Task – Your job is to set down the stretch of entries that opens with the line containing "locate the swimmer's arm in the photo below" and closes with the line containing "locate the black swim cap in the photo above". Keep both end lines, copy each exactly, and add nothing.

Source information –
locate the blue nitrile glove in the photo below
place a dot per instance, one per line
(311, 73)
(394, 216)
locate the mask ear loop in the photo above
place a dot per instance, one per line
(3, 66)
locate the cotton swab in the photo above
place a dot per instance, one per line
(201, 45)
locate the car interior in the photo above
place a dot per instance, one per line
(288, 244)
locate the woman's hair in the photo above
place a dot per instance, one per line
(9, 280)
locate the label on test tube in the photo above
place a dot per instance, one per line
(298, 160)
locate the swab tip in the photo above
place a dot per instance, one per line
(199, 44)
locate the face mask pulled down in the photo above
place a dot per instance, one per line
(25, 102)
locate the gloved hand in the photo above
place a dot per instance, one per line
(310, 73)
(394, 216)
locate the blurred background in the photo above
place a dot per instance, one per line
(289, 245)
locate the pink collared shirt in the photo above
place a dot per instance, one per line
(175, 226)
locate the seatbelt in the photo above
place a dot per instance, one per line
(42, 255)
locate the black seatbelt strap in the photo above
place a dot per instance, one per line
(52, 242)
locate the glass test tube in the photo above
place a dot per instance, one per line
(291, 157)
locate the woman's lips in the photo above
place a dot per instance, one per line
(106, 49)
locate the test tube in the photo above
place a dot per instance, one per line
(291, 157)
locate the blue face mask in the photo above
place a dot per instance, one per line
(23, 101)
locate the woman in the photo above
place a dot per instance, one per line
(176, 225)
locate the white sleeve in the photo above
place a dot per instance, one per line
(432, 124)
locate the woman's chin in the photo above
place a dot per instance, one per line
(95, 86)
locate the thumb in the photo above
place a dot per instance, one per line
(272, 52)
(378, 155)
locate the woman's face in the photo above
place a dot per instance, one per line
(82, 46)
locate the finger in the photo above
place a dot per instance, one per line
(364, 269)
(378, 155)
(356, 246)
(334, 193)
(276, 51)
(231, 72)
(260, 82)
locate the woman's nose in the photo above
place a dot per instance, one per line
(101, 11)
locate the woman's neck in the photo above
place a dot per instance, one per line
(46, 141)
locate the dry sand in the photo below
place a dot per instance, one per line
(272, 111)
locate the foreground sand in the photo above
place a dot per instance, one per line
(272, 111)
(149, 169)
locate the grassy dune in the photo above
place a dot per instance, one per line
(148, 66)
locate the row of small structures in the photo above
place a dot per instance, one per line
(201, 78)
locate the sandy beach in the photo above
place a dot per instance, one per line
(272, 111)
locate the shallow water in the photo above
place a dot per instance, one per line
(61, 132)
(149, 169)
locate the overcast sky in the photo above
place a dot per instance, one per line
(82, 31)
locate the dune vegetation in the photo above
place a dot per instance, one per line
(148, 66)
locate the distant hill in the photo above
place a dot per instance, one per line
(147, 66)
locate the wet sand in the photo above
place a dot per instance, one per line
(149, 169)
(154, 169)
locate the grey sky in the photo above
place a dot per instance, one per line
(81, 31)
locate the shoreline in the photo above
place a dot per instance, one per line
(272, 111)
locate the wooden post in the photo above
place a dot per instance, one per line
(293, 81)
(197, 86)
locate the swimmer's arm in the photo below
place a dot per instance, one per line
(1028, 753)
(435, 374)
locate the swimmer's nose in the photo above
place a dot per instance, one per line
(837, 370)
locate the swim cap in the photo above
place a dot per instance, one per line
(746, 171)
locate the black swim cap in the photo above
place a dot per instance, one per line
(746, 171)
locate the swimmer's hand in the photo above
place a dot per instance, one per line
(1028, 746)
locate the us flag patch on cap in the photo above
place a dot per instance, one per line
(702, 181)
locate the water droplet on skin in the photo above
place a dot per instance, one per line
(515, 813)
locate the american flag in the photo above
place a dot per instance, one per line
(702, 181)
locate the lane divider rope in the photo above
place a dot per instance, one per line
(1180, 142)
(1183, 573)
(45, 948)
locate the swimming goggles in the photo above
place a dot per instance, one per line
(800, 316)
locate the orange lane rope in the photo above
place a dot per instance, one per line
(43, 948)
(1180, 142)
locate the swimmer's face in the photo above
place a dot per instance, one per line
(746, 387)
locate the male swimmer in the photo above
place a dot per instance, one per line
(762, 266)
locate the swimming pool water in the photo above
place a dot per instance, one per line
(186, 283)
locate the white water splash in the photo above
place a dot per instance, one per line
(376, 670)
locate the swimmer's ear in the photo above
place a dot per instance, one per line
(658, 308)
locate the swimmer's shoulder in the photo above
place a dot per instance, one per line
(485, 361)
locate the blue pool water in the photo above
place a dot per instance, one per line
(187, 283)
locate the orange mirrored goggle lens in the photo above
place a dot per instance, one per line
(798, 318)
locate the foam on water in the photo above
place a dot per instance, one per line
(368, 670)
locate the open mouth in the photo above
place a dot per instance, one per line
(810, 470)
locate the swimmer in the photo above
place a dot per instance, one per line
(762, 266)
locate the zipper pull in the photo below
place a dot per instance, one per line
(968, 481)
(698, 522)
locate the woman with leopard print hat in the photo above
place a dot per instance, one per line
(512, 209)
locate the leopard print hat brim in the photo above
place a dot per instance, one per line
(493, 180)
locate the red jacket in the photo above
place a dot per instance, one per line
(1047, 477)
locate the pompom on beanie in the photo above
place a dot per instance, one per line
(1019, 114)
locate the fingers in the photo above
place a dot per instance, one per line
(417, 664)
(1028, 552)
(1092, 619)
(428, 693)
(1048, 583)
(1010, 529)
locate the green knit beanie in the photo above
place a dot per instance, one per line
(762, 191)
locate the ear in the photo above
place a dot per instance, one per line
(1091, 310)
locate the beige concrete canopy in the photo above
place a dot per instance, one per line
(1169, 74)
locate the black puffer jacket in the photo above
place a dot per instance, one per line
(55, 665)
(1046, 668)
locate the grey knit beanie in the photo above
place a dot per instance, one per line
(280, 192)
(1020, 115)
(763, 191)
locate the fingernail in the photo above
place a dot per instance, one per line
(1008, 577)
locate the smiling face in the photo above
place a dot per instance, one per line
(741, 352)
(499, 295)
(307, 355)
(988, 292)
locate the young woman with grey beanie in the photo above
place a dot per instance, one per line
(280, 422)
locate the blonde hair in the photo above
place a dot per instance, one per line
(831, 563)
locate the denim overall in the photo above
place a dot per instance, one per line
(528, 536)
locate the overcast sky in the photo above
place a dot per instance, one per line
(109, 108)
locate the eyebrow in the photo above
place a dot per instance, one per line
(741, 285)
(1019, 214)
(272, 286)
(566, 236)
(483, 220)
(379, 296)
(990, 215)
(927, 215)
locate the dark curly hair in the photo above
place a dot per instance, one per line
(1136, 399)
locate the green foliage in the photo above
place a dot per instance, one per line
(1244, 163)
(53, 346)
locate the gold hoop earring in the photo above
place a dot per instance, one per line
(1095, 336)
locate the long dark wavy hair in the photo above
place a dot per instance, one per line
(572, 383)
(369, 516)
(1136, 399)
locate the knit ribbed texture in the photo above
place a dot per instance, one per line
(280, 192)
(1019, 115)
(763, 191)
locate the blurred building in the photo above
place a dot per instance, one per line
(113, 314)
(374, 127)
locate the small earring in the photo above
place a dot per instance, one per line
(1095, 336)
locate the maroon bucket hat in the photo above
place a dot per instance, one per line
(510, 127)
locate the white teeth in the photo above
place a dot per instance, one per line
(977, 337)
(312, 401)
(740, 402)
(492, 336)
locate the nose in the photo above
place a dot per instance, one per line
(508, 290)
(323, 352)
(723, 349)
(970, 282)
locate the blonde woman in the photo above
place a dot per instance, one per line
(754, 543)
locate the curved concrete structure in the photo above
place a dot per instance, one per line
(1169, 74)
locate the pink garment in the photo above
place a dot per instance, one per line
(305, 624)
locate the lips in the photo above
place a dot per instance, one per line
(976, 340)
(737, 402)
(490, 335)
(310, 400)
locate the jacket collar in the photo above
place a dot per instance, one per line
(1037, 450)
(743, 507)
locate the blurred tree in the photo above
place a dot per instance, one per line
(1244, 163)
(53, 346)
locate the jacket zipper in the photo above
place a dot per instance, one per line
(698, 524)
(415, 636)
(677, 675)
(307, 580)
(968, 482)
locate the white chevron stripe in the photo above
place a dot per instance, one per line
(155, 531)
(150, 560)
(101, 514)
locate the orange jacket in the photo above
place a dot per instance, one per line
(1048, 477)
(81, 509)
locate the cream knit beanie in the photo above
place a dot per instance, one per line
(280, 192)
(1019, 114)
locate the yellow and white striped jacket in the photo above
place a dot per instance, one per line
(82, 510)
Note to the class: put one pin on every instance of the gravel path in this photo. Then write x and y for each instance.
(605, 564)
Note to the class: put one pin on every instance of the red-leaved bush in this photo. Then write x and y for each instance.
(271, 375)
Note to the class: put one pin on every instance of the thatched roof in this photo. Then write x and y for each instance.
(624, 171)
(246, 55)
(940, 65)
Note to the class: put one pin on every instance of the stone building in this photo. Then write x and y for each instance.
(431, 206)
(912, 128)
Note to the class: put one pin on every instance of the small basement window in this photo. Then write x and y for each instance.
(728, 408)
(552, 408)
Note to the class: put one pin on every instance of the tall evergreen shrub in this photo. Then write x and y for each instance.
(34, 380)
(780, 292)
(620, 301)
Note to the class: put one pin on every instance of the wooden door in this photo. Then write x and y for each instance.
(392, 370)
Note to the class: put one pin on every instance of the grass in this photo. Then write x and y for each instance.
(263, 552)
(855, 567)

Exercise result –
locate the swimmer's arm in the photo below
place a dot per instance, one per line
(1028, 753)
(435, 374)
locate the swimmer's nose in the photo above
place a dot per instance, one per line
(837, 370)
locate the swim cap in the photo above
place a dot per instance, one per line
(746, 171)
locate the black swim cap in the photo above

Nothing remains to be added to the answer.